> _Excerpt to read_
<<<<
The stock market mounted a comeback on Wednesday morning, as major market benchmarks managed to rise and claw back some of their losses from recent sessions. There are still plenty of uncertainties on Wall Street, but the ongoing flood of earnings reports is painting an optimistic picture of a brighter future. As of just before 11 a.m. EDT, the Dow Jones Industrial Average (DJINDICES:^DJI) was up 194 points to 34,015. The S&P 500 (SNPINDEX:^GSPC) gained 15 points to 4,150, and the Nasdaq Composite (NASDAQINDEX:^IXIC) was higher by 28 points at 13,815.
The cruise ship industry has been one of the hardest-hit sectors of the economy, and operators like Norwegian Cruise Line Holdings (NYSE:NCLH) still face an uncertain future. Nevertheless, investors were feeling more upbeat on Wednesday about its prospects for the long run. Meanwhile, oil services giant Halliburton (NYSE:HAL) gave investors some insight into what’s happening in the volatile energy sector.
>>>>
> _Stored data_
<<<<
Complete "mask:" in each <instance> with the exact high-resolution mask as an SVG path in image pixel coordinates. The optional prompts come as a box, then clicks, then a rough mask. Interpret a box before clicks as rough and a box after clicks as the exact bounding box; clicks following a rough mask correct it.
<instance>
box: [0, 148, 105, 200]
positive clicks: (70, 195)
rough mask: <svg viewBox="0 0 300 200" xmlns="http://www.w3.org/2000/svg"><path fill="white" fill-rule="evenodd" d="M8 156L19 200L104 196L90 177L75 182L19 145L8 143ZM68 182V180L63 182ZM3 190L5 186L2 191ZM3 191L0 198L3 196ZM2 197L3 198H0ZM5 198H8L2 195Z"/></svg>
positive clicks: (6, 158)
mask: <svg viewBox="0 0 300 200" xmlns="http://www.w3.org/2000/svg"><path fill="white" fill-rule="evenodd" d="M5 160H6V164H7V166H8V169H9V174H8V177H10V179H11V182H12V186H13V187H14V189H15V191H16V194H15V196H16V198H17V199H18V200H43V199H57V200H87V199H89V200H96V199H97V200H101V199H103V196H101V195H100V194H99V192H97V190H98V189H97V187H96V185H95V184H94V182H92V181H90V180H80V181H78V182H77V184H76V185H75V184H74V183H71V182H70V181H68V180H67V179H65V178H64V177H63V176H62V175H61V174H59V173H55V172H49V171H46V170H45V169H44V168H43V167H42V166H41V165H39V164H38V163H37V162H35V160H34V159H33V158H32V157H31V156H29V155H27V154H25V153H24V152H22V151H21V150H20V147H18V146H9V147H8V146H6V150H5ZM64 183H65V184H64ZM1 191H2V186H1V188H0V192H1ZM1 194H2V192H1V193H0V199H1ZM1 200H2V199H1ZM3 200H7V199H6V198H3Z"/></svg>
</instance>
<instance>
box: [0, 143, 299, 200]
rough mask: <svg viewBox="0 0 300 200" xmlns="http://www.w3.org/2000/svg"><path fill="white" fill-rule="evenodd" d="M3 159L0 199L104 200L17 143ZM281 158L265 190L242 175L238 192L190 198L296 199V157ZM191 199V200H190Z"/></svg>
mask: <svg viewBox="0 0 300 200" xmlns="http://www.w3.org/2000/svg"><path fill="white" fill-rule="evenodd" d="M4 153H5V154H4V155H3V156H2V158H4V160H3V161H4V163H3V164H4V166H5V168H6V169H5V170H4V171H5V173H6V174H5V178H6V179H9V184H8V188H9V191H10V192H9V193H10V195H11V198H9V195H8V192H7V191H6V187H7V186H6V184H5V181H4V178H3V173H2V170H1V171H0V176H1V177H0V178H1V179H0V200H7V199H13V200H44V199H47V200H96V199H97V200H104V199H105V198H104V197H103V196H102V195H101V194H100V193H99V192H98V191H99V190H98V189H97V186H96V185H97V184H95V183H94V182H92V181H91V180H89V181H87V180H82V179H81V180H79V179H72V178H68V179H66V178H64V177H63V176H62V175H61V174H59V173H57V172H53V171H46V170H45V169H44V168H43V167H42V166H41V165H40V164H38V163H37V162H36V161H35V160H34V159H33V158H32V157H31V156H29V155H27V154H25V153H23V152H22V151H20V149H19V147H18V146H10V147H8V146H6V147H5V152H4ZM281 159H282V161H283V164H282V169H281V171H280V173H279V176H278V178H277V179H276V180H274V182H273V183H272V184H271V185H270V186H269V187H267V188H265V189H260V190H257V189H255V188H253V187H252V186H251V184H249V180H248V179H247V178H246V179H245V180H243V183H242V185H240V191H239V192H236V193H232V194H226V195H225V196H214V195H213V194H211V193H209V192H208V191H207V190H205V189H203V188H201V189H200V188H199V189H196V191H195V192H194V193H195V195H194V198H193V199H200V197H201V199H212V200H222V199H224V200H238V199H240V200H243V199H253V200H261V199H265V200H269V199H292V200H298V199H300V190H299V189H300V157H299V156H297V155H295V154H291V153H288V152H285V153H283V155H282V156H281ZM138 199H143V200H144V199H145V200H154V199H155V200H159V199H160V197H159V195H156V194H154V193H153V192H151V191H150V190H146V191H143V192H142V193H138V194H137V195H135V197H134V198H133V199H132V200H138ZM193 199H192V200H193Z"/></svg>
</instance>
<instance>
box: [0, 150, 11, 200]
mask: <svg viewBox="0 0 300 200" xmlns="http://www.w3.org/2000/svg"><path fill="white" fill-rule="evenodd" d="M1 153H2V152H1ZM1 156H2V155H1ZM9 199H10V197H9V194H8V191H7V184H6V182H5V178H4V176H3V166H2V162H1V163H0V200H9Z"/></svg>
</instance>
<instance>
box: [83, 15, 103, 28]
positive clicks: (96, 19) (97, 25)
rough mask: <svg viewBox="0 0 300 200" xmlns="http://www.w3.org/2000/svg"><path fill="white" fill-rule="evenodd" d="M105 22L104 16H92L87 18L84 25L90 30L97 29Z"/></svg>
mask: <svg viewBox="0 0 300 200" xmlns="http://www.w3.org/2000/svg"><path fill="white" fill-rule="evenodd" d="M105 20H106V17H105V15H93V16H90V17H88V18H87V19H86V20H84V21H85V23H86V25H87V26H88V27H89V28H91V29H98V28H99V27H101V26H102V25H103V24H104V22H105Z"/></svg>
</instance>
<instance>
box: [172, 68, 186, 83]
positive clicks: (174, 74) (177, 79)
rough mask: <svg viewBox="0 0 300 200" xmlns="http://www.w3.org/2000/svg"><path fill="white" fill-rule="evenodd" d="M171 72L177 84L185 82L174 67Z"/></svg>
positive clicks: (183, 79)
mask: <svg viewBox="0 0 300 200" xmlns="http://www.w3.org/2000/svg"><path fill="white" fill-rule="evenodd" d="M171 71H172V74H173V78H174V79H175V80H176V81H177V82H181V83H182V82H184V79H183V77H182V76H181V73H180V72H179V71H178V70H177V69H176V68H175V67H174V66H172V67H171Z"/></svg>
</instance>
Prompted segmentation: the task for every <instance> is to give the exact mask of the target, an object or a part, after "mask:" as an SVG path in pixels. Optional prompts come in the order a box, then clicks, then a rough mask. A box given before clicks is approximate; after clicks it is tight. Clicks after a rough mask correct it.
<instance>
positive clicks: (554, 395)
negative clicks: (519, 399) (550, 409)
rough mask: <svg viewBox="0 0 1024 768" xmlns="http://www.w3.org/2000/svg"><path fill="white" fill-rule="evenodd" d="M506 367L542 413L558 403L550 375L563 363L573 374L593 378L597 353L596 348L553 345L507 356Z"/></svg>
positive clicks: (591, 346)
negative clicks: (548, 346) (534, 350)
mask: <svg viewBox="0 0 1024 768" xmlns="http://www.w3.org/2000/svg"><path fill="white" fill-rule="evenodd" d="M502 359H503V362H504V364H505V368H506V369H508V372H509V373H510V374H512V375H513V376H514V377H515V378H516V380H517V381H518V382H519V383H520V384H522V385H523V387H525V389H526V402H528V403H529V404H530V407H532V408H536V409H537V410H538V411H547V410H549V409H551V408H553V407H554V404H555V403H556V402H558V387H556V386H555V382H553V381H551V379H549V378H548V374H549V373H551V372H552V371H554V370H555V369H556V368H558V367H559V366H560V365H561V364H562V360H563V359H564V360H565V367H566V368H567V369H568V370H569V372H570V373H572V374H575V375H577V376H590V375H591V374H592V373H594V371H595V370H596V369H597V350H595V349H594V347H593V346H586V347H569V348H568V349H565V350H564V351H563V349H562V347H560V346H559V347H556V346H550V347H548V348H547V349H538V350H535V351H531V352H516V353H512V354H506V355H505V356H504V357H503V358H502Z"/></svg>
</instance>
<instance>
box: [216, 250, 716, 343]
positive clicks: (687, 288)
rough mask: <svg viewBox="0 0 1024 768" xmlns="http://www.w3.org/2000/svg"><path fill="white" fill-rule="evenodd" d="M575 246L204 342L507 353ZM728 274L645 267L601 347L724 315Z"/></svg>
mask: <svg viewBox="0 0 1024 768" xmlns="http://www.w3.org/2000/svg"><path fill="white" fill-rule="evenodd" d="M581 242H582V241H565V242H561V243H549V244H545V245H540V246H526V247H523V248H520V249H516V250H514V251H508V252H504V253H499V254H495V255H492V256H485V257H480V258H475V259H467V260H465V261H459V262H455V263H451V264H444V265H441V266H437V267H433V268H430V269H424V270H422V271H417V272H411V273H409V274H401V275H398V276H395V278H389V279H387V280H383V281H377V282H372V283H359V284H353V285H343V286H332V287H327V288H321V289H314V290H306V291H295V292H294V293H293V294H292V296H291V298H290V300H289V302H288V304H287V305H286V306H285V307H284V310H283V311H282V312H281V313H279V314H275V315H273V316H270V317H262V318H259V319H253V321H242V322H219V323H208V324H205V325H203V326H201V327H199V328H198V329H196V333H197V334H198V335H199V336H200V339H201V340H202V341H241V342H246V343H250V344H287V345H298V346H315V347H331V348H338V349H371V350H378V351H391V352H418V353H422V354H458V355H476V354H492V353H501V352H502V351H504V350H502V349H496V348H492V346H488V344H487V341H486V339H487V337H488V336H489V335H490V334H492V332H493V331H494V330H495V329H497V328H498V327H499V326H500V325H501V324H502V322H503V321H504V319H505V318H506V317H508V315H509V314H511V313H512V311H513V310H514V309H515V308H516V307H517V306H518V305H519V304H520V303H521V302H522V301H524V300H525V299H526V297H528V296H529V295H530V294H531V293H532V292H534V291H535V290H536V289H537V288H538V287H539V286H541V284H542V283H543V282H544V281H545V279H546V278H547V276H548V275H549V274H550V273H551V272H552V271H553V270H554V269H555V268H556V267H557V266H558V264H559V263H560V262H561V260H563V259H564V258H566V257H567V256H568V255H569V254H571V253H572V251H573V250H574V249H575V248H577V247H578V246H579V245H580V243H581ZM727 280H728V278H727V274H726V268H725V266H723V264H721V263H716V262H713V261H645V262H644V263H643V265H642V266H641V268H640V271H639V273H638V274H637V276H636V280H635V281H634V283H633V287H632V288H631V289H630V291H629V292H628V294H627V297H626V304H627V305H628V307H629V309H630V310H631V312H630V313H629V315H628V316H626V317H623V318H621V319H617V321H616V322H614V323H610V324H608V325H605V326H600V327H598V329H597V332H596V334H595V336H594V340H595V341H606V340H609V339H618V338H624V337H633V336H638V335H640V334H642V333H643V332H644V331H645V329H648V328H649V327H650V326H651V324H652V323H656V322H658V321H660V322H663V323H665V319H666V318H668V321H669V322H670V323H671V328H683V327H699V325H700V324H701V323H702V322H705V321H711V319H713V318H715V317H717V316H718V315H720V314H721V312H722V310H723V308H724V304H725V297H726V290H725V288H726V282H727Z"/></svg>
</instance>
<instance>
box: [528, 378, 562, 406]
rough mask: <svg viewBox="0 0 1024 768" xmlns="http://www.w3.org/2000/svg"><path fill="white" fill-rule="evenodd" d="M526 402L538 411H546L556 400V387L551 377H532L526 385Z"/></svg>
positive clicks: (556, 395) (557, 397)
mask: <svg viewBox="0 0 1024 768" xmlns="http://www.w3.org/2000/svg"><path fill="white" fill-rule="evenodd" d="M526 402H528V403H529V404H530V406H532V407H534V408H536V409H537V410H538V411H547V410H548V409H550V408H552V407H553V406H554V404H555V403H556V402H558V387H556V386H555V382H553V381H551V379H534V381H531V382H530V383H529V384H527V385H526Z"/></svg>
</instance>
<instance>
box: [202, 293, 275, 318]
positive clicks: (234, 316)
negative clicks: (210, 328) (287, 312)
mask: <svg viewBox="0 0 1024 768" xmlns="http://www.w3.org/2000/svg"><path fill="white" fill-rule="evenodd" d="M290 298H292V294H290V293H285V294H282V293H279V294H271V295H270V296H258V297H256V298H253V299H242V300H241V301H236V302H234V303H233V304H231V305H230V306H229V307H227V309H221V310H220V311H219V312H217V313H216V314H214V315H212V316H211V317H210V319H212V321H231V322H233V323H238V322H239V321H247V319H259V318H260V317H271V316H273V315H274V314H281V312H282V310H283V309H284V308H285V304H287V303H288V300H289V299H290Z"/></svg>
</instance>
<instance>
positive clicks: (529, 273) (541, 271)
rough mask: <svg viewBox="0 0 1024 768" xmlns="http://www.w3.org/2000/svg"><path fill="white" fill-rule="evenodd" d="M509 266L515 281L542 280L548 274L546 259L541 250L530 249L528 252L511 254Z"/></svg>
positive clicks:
>>>>
> _Exercise aim_
Extend the stock market report above, picking up right after its final sentence about Halliburton.

> _Written response_
A vote of confidence for Norwegian
Shares of Norwegian Cruise Line Holdings were up almost 8% on Wednesday morning. Investors reacted favorably to positive comments about the cruise ship company from Wall Street analysts.
Goldman Sachs upgraded Norwegian’s stock from neutral to buy late Tuesday afternoon after the market closed. It set a price target of $37 on Norwegian shares, up by $10 from its previous projection.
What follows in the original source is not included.